EXERCISE: Copy each of the following items word for word.
-- Begin INPUT DATA --
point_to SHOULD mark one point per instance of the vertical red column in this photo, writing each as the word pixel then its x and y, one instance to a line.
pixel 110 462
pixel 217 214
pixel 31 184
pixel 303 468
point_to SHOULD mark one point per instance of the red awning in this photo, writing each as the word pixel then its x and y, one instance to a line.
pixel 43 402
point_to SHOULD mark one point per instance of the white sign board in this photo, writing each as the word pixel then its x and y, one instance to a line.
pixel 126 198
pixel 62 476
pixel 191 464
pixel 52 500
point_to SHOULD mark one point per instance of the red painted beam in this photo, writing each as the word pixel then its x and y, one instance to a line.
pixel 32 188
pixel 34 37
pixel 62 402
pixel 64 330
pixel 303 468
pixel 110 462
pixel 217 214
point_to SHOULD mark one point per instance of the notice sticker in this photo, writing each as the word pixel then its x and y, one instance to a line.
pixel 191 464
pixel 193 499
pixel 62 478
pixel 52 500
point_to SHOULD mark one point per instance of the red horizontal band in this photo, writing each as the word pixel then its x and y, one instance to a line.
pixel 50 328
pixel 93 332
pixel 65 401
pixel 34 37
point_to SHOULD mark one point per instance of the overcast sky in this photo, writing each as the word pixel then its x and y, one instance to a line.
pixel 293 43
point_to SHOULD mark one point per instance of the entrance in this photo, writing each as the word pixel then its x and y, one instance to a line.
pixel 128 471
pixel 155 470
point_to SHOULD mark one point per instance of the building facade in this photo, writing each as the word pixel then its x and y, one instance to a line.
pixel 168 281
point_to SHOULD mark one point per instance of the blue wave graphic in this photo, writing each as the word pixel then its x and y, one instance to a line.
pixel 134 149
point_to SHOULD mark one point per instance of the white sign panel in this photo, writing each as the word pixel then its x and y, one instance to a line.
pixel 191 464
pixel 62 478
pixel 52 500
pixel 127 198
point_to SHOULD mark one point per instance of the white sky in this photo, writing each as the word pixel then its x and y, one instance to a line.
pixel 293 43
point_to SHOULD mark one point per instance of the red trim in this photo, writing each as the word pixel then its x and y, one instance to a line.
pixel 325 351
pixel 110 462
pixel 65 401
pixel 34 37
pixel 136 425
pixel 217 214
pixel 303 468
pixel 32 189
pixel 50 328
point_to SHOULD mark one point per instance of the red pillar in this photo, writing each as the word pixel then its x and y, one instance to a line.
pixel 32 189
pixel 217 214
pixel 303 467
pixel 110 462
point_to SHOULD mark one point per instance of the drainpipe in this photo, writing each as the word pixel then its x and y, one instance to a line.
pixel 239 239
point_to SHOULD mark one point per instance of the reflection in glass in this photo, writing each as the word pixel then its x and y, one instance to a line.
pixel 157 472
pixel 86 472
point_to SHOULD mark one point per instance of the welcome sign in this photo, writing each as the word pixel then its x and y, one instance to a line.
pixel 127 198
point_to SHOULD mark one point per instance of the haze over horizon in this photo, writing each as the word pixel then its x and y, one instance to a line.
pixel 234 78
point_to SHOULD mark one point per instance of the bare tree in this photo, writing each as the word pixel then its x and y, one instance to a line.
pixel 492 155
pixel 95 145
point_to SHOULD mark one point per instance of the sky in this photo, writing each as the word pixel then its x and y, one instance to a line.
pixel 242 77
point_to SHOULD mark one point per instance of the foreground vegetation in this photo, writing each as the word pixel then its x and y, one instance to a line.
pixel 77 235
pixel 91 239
-- End INPUT DATA --
FINAL ANSWER:
point_to SHOULD mark one point per instance of the vertical red column in this photo, writing each as the word pixel then its x and y, one instance to a line.
pixel 110 462
pixel 217 214
pixel 31 184
pixel 303 468
point_to SHOULD mark one point per instance of the red awning in this photo, writing each as the word pixel then its x and y, one instance to a line.
pixel 43 402
point_to SHOULD mark one point per instance of the white sign board in this photo, writing each as the word pixel then its x and y, one instance to a line.
pixel 126 198
pixel 62 476
pixel 191 464
pixel 52 500
point_to SHOULD mark one point per instance of the red painted beam in this photo, writing each as the word pixel then its x and y, one instance to a line.
pixel 32 188
pixel 34 37
pixel 62 402
pixel 64 330
pixel 303 468
pixel 110 462
pixel 217 214
point_to SHOULD mark one point per instance of the notice sticker in this photo, writing each as the word pixel then its x and y, one instance to a line.
pixel 191 464
pixel 193 499
pixel 62 478
pixel 52 500
point_to SHOULD mark one point per instance of the red horizontal band in this photo, writing each as the word pixel then its x and y, one instance to a line.
pixel 50 328
pixel 93 332
pixel 65 401
pixel 34 37
point_to SHOULD mark one point per instance of the overcast sky in this photo, writing each as the word pixel then its x and y, one instance to a line.
pixel 293 43
point_to SHOULD mark one point per instance of the entrance in this photo, writing each as the word pixel then its x and y, one instance to a line.
pixel 128 471
pixel 155 470
point_to SHOULD mark one point per instance of the building facade in this photo, writing each as the word pixel then its x and y, one instance to a line.
pixel 168 281
point_to SHOULD mark one point per instance of the blue wave graphic in this photo, writing each as the word pixel then its x and y, one instance to a line.
pixel 134 149
point_to SHOULD mark one point per instance of the white sign panel in this photo, writing each as the word pixel then its x and y, one instance to a line.
pixel 191 464
pixel 62 478
pixel 52 500
pixel 127 198
point_to SHOULD mark one point per instance of the white sky in this photo, writing each as the word pixel then its x and y, one instance to a line.
pixel 293 43
point_to SHOULD mark one point per instance of the red trim in this photo, writing each as the word pixel then its x and y, one instance to a line.
pixel 325 351
pixel 110 462
pixel 65 401
pixel 34 37
pixel 136 425
pixel 217 214
pixel 303 468
pixel 32 189
pixel 50 328
point_to SHOULD mark one point per instance of the red pillar in this photo, writing each as the word pixel then its x and y, one instance to a line.
pixel 32 189
pixel 217 214
pixel 303 467
pixel 110 462
point_to SHOULD mark one point per instance of the drainpipe in this photo, writing each as the word pixel then its x and y, one instance to a line.
pixel 239 239
point_to SHOULD mark one point per instance of the reflection in glass in this photo, writing each as the word pixel then its x and y, one instance to a line.
pixel 157 472
pixel 86 472
point_to SHOULD mark one point per instance of the welcome sign in this photo, writing each as the word pixel then its x and y, one instance to a line.
pixel 127 198
point_to SHOULD mark one point per instance of the haze over horizon in this photo, writing each as the word pixel then its x and y, one instance to a line.
pixel 234 78
point_to SHOULD mark one point per instance of the bare tree in this photo, writing each as the word pixel then its x and y, one instance to a line.
pixel 492 155
pixel 95 145
point_to SHOULD mark one point per instance of the sky in this photo, writing each as the word pixel then its x and y, one instance to a line.
pixel 242 77
point_to SHOULD mark one point per instance of the foreground vegetation in this photo, writing each as the word pixel then its x and y, one instance to a line.
pixel 77 235
pixel 91 239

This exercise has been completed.